◆ Task prompt ◆
Up to and including the line containing "Need: a dot for each instance, one per instance, like (291,192).", set down each line of the entries below exactly, starting from the first, and leave out the rest.

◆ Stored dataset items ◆
———

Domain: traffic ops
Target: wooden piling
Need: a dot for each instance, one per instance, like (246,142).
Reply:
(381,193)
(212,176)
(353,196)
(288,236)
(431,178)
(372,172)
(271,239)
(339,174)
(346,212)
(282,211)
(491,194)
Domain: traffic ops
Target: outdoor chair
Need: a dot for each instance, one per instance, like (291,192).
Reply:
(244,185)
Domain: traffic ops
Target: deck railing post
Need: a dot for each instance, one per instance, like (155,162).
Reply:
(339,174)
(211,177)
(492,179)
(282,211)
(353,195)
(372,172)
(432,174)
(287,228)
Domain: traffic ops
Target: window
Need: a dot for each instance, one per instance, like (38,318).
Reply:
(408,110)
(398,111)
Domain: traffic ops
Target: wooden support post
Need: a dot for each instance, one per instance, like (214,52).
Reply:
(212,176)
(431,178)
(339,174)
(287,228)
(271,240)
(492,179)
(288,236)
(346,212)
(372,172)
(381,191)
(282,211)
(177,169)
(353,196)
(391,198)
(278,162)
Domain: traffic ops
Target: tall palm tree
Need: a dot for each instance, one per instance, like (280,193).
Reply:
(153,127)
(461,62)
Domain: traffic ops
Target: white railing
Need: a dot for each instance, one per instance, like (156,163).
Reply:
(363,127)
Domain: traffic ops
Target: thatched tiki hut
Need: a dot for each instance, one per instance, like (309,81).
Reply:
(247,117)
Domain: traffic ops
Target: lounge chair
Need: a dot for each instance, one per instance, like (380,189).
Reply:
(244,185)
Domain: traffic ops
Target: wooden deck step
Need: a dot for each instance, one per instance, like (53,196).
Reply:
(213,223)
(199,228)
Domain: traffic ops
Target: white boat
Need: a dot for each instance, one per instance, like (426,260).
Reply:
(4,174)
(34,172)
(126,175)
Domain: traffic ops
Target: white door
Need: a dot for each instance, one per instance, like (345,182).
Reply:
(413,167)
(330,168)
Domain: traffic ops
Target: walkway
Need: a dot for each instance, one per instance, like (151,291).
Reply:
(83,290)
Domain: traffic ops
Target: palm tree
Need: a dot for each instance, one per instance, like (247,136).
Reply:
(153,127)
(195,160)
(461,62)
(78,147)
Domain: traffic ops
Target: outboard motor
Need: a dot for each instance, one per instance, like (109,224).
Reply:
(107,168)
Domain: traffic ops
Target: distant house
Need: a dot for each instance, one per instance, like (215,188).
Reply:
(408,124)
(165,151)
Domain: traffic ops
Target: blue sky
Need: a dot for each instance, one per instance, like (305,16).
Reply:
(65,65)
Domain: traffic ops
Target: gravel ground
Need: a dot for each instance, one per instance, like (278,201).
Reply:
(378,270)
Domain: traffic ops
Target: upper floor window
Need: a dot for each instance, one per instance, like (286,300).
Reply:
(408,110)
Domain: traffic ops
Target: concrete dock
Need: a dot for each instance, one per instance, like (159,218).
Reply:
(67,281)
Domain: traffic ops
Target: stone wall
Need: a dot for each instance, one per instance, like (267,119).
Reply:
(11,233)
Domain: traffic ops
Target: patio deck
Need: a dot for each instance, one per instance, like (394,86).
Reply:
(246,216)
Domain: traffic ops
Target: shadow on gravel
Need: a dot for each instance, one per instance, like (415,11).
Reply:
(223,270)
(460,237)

———

◆ Exercise output ◆
Domain: traffic ops
Target: wooden piling
Need: a dot for each instance, one per instance, like (246,142).
Reply:
(381,193)
(212,176)
(353,196)
(288,236)
(431,178)
(372,172)
(271,239)
(339,174)
(346,212)
(282,211)
(491,194)
Domain: traffic ops
Target: outdoor chair
Need: a dot for each instance, one per instance, like (291,192).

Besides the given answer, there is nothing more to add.